Task instructions:
• 1. Rewrite the passage on illegal searches, everything from "Psychological Studies Recognize" down to "search becomes illegal.", changing "encounter" to "meeting".
• 2. Carry the passage on illegal searches and police hunches forward from its final sentence.

Text block:
◆ ◆ ◆ ◆ ◆

An illegal search is simply no different.  The police officer has convinced themselves based  on a mix of objective evidence and highly subjective criteria they have uncovered a criminal in the midst of committing a crime.  Sometimes they’re right and sometimes they’re not.

Terry vs. Ohio is the classic Supreme Court case which discusses the differences between officers using “hunches” or supposition instead of using concrete evidence.  It has long been recognized hunches, guesses or other manufactured probable cause go hand in hand with police profiling.

Psychological Studies Recognize People’s Views of Themselves Affects Their Behavior.

People tend to view themselves differently than they view others.  They tend to view themselves as objective, unbiased, and generally more positively.  Additionally, people tend to over-estimate how much we can learn about another during a brief encounter.  Practically, then, it is easy to see where a self-assured officer convinced he or she has uncovered a crime which only they alone can sense pushes, and pushes, and pushes a situation to the point where a search becomes illegal.

◆ ◆ ◆ ◆ ◆

Data excerpts:
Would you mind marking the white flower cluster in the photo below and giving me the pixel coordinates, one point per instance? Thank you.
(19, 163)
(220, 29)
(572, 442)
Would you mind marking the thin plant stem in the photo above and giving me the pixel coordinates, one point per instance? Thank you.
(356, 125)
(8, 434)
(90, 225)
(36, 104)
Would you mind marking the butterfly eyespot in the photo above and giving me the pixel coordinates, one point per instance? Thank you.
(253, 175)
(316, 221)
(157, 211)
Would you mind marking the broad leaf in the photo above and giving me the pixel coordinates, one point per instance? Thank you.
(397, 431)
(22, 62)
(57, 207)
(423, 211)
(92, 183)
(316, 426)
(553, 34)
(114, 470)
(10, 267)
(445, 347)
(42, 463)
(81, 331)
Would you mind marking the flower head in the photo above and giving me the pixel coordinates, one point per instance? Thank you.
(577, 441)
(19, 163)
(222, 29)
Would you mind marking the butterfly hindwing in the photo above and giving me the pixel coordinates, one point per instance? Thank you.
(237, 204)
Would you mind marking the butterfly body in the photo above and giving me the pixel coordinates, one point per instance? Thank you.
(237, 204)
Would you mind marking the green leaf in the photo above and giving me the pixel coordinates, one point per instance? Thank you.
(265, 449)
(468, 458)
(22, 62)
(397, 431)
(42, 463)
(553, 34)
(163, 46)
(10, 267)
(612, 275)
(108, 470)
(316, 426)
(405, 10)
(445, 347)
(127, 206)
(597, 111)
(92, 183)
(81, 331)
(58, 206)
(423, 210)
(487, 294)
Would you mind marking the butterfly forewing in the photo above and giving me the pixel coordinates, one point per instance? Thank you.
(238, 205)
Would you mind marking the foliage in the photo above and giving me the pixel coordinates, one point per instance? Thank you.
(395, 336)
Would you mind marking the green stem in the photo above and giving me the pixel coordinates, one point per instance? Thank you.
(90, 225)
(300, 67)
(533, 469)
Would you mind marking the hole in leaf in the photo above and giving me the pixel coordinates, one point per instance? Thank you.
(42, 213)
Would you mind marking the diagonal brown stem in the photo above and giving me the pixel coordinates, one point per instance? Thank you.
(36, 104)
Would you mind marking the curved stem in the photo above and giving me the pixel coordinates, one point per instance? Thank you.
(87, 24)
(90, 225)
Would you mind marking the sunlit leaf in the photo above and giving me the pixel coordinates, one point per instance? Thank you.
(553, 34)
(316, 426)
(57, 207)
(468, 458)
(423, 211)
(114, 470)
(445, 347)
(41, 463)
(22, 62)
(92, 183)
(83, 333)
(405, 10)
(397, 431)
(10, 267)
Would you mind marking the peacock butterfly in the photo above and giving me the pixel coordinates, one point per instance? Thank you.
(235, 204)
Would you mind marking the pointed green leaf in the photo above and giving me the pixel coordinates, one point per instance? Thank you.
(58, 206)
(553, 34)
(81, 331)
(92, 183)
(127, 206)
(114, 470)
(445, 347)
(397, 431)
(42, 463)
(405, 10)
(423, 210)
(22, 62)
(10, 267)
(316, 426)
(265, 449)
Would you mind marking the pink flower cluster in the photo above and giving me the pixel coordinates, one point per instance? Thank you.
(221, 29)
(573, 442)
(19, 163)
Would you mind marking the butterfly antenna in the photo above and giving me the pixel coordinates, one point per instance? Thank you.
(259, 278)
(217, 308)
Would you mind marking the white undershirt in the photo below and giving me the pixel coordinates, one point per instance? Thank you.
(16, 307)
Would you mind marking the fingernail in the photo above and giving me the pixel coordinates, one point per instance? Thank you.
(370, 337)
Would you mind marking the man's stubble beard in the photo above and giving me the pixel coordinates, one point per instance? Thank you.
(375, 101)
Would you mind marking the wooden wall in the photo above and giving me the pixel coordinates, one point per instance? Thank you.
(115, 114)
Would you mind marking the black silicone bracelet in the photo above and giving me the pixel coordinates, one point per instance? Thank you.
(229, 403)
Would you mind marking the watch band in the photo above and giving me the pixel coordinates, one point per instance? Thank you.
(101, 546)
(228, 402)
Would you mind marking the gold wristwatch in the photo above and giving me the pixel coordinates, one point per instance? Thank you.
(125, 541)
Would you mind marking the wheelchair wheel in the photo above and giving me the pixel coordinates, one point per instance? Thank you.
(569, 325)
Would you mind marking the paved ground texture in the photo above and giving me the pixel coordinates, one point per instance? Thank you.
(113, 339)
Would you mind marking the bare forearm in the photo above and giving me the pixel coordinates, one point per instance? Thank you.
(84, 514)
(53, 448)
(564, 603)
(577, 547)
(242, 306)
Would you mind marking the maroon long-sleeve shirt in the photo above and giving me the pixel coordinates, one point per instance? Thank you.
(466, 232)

◆ ◆ ◆ ◆ ◆

Per-task outputs:
• 1.
Psychological Studies Recognize People’s Views of Themselves Affects Their Behavior.

People tend to view themselves differently than they view others.  They tend to view themselves as objective, unbiased, and generally more positively.  Additionally, people tend to over-estimate how much we can learn about another during a brief meeting.  Practically, then, it is easy to see where a self-assured officer convinced he or she has uncovered a crime which only they alone can sense pushes, and pushes, and pushes a situation to the point where a search becomes illegal.

• 2.
How It Works In Reality

A police officer who has pulled over a group of highly anxious teenagers in a beat-up car at 1 a.m. on a Saturday morning is simply more likely to suspect drug or alcohol involvement than if he were to pull over a mom in a minivan at 3:00 p.m. on a Wednesday.

In the former situation, experienced defense lawyers are naturally skeptical of a police report which tends to craftily bend, twist, or slant the officer’s observations which try to convert subjective beliefs into concrete facts justifying a search.

For example, it’s not uncommon to read police reports which claim a suspect “was anxious.”  Anxiety may be present for countless reasons in a suspect yet a police report will often continue, “in my training and experience it is common for drug dealers to be nervous when confronted by police.”  While this is probably true to some extent — its simply pure guesswork.

Other extreme examples I’ve come across include where an officer claimed to have observed the suspect’s heart beating through a t-shirt (which in the officers experience indicated guilt) and when Defendant stepped out of the vehicle — he did so to distance himself from drugs in his car which is a common tactic for drug users (based on the officer’s training and experience).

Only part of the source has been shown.